PROBLEM DETAILS >>
What do the lines say from the one containing "For the benchmark, mark every instance of the row" to the end of the records? Restate them word for word, and only those.
-- BEGIN MATERIAL FOR THIS TASK --
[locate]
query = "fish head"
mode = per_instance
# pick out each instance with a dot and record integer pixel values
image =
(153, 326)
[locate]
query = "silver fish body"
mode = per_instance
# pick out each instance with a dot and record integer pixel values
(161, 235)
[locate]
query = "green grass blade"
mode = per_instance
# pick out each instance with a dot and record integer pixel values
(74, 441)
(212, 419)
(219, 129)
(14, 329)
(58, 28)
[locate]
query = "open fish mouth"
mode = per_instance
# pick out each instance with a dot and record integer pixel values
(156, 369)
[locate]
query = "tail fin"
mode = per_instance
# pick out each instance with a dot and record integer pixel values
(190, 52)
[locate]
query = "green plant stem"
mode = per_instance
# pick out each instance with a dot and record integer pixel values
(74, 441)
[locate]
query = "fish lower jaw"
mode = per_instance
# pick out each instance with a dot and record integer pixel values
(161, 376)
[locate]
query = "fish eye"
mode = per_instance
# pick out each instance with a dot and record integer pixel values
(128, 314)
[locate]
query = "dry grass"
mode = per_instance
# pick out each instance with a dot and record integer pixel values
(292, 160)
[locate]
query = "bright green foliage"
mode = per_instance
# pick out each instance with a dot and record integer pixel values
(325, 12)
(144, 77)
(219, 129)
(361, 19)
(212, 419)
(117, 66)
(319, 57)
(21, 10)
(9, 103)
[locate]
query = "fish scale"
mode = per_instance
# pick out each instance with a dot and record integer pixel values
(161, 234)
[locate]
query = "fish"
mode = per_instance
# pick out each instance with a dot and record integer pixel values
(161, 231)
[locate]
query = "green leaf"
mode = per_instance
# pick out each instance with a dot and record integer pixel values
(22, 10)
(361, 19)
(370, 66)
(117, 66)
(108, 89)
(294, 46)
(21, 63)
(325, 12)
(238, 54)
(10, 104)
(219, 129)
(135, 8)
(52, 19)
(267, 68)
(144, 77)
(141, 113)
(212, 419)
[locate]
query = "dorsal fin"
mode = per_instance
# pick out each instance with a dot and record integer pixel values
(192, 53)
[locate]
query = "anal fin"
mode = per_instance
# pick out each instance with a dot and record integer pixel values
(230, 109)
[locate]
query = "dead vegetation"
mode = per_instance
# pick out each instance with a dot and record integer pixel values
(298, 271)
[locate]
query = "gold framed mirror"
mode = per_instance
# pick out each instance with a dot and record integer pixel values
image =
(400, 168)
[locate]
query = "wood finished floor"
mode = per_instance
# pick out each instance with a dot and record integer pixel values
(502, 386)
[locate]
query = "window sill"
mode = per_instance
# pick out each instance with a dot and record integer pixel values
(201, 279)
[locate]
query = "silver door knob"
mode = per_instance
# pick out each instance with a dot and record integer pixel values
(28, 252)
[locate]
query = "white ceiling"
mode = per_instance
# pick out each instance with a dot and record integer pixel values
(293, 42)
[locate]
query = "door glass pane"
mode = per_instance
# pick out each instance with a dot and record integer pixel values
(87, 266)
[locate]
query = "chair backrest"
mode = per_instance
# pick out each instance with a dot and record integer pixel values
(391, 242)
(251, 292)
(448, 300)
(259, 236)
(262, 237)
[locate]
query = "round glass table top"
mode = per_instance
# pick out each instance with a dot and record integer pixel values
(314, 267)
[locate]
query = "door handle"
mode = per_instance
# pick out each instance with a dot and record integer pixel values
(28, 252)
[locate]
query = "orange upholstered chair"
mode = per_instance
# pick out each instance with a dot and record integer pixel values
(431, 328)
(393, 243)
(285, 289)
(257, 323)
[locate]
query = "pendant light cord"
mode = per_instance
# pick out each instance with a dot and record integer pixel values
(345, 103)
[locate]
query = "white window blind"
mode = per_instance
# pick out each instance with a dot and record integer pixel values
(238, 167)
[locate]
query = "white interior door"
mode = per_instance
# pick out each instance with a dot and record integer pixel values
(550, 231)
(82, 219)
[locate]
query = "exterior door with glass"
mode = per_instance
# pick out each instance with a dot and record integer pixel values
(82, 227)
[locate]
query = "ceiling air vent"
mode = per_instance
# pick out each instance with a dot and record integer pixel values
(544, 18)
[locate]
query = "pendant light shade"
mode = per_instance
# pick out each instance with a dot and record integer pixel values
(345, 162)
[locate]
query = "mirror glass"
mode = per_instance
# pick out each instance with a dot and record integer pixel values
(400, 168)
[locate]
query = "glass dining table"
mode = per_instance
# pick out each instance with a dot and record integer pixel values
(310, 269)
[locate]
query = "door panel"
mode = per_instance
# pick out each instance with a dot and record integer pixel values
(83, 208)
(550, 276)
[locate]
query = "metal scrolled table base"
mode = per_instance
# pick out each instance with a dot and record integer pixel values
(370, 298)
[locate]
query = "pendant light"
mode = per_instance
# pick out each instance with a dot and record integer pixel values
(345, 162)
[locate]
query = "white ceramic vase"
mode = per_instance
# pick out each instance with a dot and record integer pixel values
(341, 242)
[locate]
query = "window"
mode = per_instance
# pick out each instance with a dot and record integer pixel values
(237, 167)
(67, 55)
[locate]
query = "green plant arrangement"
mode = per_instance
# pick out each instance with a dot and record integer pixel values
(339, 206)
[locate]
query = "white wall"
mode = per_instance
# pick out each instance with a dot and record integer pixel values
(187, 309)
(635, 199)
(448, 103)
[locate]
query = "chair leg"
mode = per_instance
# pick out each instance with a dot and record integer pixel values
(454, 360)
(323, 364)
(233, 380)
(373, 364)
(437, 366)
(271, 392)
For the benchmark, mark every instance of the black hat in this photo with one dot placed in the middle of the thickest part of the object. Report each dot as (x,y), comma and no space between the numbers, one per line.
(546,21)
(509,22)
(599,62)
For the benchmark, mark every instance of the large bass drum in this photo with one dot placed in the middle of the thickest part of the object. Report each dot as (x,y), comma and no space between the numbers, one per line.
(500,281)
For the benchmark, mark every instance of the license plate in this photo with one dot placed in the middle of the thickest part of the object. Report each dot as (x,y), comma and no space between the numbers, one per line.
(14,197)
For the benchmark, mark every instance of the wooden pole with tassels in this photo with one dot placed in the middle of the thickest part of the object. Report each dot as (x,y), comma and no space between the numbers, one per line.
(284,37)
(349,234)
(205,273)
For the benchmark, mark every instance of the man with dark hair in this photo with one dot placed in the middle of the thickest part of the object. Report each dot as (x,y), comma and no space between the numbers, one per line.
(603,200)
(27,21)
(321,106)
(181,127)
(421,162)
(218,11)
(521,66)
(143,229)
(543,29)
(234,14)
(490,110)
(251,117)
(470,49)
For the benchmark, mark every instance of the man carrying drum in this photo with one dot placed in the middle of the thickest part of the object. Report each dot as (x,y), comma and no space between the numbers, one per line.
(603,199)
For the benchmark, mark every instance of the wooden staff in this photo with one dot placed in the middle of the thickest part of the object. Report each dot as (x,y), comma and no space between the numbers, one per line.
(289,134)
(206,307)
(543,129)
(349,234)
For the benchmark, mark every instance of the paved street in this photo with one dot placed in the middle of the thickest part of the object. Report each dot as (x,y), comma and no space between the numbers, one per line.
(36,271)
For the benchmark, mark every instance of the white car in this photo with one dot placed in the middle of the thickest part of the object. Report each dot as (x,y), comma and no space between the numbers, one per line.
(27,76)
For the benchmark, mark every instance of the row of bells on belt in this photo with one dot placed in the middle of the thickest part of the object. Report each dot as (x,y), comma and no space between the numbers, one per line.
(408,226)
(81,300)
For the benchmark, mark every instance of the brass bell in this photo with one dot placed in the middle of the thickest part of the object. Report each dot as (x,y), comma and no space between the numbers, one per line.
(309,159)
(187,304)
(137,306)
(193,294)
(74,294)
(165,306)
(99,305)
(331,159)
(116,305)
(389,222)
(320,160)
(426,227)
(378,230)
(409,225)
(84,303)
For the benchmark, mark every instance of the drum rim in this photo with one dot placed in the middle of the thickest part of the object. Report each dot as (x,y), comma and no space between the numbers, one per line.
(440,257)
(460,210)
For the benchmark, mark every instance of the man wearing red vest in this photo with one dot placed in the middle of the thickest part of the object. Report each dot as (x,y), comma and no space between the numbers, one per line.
-- END MATERIAL FOR THIS TASK --
CORRECT ANSWER >>
For the benchmark, mark every instance of the row of bells on belt in this photo with one dot placed in the middle of the thickest part of the object. Report each dot as (x,y), comma and no space between the numbers, one per line.
(408,226)
(81,300)
For the benchmark, mark every instance of the brass bell in this photo with one dot placed in the middle of the thickest part of the object. Report each dot as (x,y), comma and no space between the numbers, one per line.
(309,159)
(187,304)
(137,306)
(193,294)
(74,294)
(165,306)
(99,305)
(331,159)
(116,305)
(389,222)
(320,160)
(426,227)
(378,230)
(409,225)
(84,303)
For the benchmark, mark every instance of the drum rim in this photo with one dot placed in the middle of the thickest part of the object. Report each dot as (x,y), comma and no space between the numbers, one per line.
(440,257)
(460,210)
For the benchmark, mark every instance of the man wearing red vest in this photo with one dot placed in the middle of the thickest part of the object. Report each dot as (x,y), comma and no space between the numbers, one per line.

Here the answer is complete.